◆ What is needed ◆
Write out the rows below without any change, starting at their very first line and ending at the line that contains "left=129, top=63, right=165, bottom=75", with both ends included. Leave the pictures out.

◆ Records for this task ◆
-- BEGIN --

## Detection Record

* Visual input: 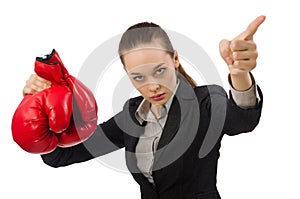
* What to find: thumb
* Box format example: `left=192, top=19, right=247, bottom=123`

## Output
left=219, top=39, right=233, bottom=65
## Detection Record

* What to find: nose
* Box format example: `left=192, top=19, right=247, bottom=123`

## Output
left=148, top=83, right=160, bottom=92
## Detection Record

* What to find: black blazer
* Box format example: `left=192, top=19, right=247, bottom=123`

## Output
left=42, top=75, right=263, bottom=199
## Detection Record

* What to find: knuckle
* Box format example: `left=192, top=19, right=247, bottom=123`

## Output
left=232, top=52, right=239, bottom=60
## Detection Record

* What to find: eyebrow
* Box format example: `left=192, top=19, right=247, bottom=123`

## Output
left=129, top=63, right=165, bottom=75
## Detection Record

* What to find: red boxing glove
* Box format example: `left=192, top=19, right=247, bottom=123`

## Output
left=12, top=50, right=98, bottom=154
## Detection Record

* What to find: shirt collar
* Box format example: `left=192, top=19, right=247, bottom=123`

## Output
left=135, top=78, right=180, bottom=124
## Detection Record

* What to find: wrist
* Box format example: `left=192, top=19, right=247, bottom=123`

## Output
left=228, top=72, right=252, bottom=91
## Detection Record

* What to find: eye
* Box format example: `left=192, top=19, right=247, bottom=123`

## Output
left=155, top=68, right=166, bottom=75
left=133, top=75, right=144, bottom=82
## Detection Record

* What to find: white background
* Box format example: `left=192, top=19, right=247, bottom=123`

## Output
left=0, top=0, right=300, bottom=199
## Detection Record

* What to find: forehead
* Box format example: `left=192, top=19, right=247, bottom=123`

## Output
left=123, top=48, right=171, bottom=71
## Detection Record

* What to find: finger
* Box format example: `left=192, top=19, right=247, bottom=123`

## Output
left=235, top=15, right=266, bottom=40
left=219, top=39, right=232, bottom=65
left=230, top=40, right=256, bottom=51
left=232, top=51, right=258, bottom=61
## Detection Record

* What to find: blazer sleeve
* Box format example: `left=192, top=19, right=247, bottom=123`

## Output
left=41, top=101, right=124, bottom=167
left=223, top=85, right=263, bottom=135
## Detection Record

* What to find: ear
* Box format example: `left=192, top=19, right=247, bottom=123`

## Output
left=173, top=50, right=179, bottom=69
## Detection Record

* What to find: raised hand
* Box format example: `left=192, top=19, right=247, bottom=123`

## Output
left=220, top=16, right=266, bottom=90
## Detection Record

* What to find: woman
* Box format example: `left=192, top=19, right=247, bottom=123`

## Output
left=23, top=16, right=265, bottom=199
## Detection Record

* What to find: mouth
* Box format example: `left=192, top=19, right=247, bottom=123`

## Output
left=151, top=93, right=166, bottom=101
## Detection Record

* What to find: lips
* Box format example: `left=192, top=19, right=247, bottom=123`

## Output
left=151, top=93, right=165, bottom=99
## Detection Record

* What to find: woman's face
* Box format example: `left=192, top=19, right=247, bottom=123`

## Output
left=123, top=47, right=179, bottom=105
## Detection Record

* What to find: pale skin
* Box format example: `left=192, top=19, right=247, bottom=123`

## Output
left=23, top=16, right=265, bottom=117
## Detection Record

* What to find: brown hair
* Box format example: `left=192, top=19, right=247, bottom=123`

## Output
left=119, top=22, right=197, bottom=87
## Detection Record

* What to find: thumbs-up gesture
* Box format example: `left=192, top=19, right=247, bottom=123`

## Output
left=220, top=16, right=266, bottom=91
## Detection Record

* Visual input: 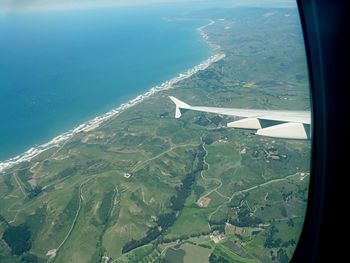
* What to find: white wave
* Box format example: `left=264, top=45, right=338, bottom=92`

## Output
left=0, top=20, right=225, bottom=173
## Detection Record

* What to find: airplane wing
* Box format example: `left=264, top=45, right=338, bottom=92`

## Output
left=169, top=96, right=311, bottom=140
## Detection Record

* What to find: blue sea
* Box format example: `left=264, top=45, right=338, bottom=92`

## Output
left=0, top=8, right=212, bottom=160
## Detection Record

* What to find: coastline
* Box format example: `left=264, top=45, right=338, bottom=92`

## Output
left=0, top=20, right=225, bottom=174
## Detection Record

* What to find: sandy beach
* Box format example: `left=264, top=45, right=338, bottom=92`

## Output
left=0, top=20, right=225, bottom=173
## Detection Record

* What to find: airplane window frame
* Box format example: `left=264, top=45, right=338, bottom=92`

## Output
left=291, top=0, right=350, bottom=262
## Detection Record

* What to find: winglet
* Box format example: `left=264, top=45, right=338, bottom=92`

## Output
left=169, top=96, right=191, bottom=119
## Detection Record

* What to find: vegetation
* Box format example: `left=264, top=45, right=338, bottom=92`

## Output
left=0, top=5, right=310, bottom=263
left=2, top=225, right=32, bottom=255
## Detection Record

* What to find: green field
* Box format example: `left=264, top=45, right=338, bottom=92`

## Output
left=0, top=8, right=310, bottom=263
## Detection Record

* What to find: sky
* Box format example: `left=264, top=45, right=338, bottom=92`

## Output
left=0, top=0, right=295, bottom=13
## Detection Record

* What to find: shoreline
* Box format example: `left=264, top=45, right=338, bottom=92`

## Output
left=0, top=20, right=225, bottom=174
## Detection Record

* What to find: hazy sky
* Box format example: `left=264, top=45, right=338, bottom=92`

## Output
left=0, top=0, right=295, bottom=12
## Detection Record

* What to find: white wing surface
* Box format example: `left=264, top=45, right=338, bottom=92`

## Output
left=169, top=96, right=311, bottom=140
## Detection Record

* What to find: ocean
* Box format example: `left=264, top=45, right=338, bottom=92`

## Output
left=0, top=7, right=213, bottom=161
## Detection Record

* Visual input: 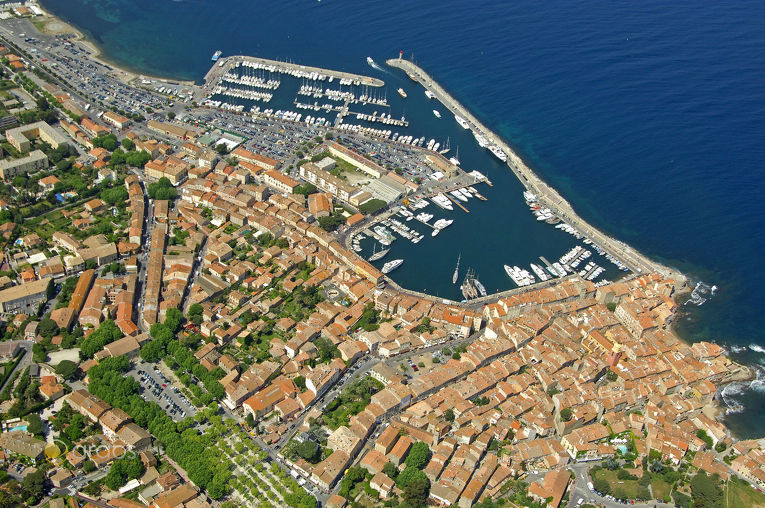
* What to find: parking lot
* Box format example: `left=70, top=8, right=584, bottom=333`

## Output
left=130, top=365, right=197, bottom=420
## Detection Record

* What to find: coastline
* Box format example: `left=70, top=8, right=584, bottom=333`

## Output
left=30, top=5, right=196, bottom=86
left=385, top=58, right=690, bottom=292
left=8, top=11, right=754, bottom=440
left=386, top=59, right=756, bottom=439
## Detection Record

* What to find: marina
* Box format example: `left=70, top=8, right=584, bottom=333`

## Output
left=386, top=55, right=682, bottom=286
left=205, top=55, right=385, bottom=87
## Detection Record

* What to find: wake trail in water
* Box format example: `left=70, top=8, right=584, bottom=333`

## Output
left=369, top=62, right=392, bottom=75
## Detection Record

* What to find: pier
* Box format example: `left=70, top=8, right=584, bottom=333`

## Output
left=385, top=58, right=685, bottom=286
left=205, top=55, right=385, bottom=87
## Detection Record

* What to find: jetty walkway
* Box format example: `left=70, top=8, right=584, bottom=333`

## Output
left=385, top=58, right=686, bottom=286
left=205, top=55, right=385, bottom=87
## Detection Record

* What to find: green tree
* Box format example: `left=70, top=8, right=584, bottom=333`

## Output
left=592, top=476, right=611, bottom=495
left=296, top=439, right=321, bottom=464
left=37, top=318, right=58, bottom=339
left=21, top=469, right=45, bottom=506
left=691, top=469, right=723, bottom=508
left=26, top=413, right=42, bottom=436
left=383, top=462, right=398, bottom=481
left=404, top=441, right=430, bottom=469
left=122, top=138, right=135, bottom=152
left=396, top=467, right=428, bottom=490
left=56, top=360, right=77, bottom=381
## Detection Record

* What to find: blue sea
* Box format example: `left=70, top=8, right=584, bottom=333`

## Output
left=41, top=0, right=765, bottom=437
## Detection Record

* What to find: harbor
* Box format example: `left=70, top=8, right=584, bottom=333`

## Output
left=386, top=57, right=683, bottom=286
left=205, top=55, right=385, bottom=87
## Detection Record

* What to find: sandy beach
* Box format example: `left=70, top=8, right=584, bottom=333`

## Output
left=32, top=8, right=195, bottom=85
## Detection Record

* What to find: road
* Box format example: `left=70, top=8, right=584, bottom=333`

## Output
left=564, top=462, right=674, bottom=508
left=128, top=362, right=197, bottom=421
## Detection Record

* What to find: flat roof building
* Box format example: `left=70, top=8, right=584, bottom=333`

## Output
left=0, top=150, right=49, bottom=180
left=0, top=279, right=50, bottom=314
left=5, top=121, right=67, bottom=152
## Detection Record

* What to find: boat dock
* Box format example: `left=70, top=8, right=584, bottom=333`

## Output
left=385, top=57, right=685, bottom=286
left=444, top=192, right=470, bottom=213
left=205, top=55, right=385, bottom=87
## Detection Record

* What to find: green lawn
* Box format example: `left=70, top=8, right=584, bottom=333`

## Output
left=651, top=478, right=672, bottom=500
left=593, top=469, right=638, bottom=499
left=725, top=478, right=765, bottom=508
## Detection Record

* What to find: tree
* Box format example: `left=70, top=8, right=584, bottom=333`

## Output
left=56, top=360, right=77, bottom=381
left=295, top=439, right=321, bottom=464
left=26, top=413, right=42, bottom=436
left=396, top=467, right=430, bottom=490
left=691, top=469, right=723, bottom=508
left=383, top=462, right=398, bottom=481
left=592, top=477, right=611, bottom=495
left=21, top=469, right=45, bottom=506
left=189, top=303, right=204, bottom=325
left=37, top=318, right=58, bottom=339
left=404, top=441, right=430, bottom=469
left=122, top=138, right=135, bottom=152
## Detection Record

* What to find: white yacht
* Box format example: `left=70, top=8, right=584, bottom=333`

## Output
left=380, top=259, right=404, bottom=273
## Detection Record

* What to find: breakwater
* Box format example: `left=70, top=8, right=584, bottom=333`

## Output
left=205, top=55, right=385, bottom=87
left=386, top=58, right=686, bottom=286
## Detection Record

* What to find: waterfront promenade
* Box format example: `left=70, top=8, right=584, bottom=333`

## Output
left=385, top=58, right=685, bottom=288
left=205, top=55, right=385, bottom=87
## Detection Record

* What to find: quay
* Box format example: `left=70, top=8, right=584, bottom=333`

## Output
left=205, top=55, right=385, bottom=87
left=385, top=57, right=686, bottom=286
left=444, top=192, right=470, bottom=213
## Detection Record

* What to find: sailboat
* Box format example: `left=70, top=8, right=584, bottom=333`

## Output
left=438, top=136, right=451, bottom=155
left=449, top=147, right=460, bottom=166
left=369, top=243, right=390, bottom=261
left=452, top=253, right=462, bottom=284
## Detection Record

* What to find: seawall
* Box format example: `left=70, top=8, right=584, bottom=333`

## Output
left=385, top=58, right=686, bottom=287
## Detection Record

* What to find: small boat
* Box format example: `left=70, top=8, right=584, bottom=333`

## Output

-- END --

◆ Task result ◆
## Detection Record

* Visual input: 
* What to find: thumb
* Box format example: `left=192, top=19, right=247, bottom=123`

## Output
left=219, top=39, right=233, bottom=65
## Detection Record

* What to find: nose
* Box format example: `left=192, top=19, right=247, bottom=123`

## Output
left=148, top=83, right=160, bottom=92
## Detection Record

* What to find: black blazer
* Box format example: `left=192, top=19, right=247, bottom=123`

## Output
left=42, top=75, right=263, bottom=199
## Detection Record

* What to find: knuckle
* Box format example: `left=192, top=19, right=247, bottom=123`

## Output
left=232, top=52, right=239, bottom=60
## Detection Record

* What to find: eyebrow
* Box format example: `left=192, top=19, right=247, bottom=123`

## Output
left=129, top=63, right=165, bottom=75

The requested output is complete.